INSTRUCTIONS FOR THE TASK
Arrange the lines from the one containing "Which area of this image contains the leafy branch" through the one containing "[142,225,595,399]" as a Markdown table with the columns No. and Text, numbering each row and leaving out blank lines.

SUPPLIED MATERIAL
··········
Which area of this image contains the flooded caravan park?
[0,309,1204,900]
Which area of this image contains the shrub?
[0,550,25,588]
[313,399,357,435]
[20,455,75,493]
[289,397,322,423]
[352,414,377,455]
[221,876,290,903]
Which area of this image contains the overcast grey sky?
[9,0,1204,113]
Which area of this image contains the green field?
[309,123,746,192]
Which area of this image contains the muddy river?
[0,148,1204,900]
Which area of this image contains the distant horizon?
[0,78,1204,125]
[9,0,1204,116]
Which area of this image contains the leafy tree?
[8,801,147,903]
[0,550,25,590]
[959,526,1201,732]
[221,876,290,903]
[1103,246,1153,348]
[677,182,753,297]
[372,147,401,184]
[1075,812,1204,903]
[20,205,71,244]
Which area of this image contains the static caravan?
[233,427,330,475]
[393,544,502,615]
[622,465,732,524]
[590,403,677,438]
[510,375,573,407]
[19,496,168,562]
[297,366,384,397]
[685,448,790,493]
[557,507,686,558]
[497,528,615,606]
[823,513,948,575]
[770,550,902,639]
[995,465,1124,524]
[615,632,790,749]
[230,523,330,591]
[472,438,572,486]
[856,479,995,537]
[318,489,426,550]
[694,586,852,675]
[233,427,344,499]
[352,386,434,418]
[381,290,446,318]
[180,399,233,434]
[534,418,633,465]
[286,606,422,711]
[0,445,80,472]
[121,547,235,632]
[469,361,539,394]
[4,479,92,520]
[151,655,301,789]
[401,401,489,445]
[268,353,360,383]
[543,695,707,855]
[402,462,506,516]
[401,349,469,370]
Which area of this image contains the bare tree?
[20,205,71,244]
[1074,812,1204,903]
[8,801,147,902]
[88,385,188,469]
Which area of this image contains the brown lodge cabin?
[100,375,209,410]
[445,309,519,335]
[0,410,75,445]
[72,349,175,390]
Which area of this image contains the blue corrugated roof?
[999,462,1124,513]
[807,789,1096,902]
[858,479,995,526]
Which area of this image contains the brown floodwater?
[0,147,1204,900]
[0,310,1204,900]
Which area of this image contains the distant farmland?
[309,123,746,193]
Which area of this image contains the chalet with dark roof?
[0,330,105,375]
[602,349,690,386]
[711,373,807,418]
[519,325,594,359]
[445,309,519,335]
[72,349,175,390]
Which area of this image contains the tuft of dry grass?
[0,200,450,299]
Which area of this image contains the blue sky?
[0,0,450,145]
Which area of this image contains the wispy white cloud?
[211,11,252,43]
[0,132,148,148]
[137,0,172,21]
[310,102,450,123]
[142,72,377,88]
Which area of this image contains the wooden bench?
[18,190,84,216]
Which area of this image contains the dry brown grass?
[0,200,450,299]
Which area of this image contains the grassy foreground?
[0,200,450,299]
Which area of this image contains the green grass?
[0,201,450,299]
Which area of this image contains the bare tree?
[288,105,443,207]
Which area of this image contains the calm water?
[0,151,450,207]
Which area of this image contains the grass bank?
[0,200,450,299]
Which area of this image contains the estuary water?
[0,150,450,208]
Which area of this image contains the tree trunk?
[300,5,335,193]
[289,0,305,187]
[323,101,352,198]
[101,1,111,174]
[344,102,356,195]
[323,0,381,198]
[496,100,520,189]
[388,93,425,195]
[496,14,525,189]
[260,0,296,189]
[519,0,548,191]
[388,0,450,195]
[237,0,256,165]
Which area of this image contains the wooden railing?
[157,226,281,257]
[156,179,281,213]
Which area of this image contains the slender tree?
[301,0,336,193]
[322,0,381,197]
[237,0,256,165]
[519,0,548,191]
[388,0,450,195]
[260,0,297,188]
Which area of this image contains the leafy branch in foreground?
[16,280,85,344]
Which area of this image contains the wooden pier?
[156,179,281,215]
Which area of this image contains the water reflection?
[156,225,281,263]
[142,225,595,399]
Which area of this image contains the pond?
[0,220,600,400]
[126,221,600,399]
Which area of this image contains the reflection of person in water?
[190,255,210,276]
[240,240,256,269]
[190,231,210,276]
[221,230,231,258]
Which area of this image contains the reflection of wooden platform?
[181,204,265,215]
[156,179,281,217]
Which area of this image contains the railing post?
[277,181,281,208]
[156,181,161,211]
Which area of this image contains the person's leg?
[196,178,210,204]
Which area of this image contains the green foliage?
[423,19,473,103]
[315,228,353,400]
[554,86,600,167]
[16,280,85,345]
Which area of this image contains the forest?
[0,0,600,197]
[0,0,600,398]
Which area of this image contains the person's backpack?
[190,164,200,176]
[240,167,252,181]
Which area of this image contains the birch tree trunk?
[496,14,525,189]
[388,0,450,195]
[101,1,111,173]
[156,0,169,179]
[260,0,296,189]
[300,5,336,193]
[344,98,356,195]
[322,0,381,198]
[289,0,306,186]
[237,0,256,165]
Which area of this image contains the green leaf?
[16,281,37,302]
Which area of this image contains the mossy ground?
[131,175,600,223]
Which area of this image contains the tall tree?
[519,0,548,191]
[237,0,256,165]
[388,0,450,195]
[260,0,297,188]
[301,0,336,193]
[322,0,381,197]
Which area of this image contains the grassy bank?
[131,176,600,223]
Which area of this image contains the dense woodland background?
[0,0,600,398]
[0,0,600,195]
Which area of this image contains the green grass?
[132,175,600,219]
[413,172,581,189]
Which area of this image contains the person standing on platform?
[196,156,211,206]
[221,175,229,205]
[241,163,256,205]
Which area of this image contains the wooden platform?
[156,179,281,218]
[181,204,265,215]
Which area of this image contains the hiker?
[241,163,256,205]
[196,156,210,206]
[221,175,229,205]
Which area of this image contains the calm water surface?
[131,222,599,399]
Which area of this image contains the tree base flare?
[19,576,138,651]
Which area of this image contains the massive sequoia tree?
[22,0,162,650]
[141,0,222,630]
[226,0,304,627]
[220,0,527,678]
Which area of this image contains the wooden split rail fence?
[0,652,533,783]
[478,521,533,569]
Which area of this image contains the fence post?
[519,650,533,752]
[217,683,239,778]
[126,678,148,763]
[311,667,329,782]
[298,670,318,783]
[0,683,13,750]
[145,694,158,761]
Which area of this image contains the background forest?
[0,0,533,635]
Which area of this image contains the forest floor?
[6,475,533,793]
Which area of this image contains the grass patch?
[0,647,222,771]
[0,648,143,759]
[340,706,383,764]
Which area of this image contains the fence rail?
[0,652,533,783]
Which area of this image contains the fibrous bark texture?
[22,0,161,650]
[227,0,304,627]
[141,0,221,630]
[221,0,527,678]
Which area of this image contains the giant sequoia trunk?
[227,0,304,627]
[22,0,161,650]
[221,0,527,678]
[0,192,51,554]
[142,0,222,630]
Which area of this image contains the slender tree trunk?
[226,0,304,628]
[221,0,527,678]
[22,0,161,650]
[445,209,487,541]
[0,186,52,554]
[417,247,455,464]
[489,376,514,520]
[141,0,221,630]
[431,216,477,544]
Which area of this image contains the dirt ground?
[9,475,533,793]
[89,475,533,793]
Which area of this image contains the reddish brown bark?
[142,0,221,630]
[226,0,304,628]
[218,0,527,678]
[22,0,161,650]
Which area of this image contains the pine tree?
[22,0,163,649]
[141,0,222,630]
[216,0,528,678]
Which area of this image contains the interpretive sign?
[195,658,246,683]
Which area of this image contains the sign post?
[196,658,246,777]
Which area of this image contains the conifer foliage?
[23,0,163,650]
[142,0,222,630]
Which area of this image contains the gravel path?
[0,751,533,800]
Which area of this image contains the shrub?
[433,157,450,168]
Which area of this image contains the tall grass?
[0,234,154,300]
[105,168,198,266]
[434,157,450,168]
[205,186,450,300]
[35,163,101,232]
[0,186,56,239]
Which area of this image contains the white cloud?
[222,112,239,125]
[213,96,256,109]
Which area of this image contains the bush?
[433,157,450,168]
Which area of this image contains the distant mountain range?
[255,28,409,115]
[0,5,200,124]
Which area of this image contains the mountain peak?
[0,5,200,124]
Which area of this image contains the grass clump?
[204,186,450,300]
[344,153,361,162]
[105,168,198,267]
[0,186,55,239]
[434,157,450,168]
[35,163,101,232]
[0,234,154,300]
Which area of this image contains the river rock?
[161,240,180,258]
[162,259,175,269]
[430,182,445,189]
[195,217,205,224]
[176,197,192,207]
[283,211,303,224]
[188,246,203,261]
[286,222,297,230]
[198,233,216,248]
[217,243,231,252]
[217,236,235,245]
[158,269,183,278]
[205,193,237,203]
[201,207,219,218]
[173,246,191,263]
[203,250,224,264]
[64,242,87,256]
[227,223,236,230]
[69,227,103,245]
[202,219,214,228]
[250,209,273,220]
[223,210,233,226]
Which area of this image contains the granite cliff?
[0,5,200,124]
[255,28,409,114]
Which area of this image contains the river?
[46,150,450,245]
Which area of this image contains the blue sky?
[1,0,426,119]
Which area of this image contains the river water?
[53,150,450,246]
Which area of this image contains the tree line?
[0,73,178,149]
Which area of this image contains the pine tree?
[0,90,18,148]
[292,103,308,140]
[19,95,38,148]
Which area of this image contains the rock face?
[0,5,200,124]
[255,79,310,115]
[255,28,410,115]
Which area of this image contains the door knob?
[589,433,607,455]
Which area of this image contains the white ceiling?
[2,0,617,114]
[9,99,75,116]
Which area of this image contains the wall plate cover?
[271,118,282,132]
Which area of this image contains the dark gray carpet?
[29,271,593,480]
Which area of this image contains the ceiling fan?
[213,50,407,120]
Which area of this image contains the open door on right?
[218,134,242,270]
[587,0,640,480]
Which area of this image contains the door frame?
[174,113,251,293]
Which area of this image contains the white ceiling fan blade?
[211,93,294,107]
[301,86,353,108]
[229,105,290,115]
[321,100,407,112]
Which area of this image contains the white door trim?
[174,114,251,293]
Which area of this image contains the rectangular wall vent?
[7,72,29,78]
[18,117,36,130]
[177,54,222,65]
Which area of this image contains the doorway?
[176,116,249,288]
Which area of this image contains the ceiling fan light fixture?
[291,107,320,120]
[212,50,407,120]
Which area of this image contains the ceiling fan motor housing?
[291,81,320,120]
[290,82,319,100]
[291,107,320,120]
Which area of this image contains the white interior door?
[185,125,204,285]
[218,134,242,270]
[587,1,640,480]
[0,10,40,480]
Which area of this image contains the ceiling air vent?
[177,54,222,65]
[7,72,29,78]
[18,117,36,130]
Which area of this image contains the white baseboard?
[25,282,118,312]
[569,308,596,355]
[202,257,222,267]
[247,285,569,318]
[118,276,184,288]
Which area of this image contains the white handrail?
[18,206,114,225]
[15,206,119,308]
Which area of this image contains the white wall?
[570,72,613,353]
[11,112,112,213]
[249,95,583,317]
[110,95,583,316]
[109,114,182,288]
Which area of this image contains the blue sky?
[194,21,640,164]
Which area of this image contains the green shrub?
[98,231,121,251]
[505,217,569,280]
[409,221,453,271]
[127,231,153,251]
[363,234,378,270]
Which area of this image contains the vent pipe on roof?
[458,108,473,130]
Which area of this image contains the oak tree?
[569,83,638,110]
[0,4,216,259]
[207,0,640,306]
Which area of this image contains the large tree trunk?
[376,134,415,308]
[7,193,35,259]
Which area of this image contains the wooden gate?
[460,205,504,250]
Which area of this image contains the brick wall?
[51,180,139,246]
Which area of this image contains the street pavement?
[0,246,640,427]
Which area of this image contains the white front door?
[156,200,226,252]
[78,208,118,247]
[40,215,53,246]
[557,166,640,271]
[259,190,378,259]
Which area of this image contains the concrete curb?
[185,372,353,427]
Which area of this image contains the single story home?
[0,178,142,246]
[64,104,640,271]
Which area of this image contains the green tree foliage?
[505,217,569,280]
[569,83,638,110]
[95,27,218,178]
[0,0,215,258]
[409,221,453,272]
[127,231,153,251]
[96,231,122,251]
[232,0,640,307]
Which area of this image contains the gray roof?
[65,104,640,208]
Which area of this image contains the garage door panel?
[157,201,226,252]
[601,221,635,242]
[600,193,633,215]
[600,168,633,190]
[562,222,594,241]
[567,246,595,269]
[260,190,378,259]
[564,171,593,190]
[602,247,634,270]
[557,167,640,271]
··········
TASK ANSWER
| No. | Text |
|---|---|
| 1 | Which area of this image contains the leafy branch in foreground? |
| 2 | [16,280,85,344] |
| 3 | Which area of this image contains the wooden pier? |
| 4 | [156,179,281,215] |
| 5 | Which area of this image contains the water reflection? |
| 6 | [156,225,281,263] |
| 7 | [142,225,595,399] |